Reprenez toutes les lignes ci-dessous, demandes comprises. Multipliez chaque coordonnée des réponses par 0,2 et arrondissez à l'entier le plus proche, les demis étant arrondis vers le haut.

Entrées de pointage d'objets nommés:
#####

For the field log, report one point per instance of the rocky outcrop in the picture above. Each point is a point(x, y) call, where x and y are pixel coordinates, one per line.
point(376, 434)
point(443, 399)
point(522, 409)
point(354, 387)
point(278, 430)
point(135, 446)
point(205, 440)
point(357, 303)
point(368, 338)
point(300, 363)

#####

* [Résultat]
For the field log, report one point per instance of the rocky outcrop in the picture above. Each point is a point(x, y) call, where x and y are pixel coordinates, one per line.
point(75, 87)
point(89, 80)
point(104, 82)
point(71, 77)
point(56, 86)
point(27, 89)
point(41, 88)
point(71, 61)
point(74, 68)
point(60, 73)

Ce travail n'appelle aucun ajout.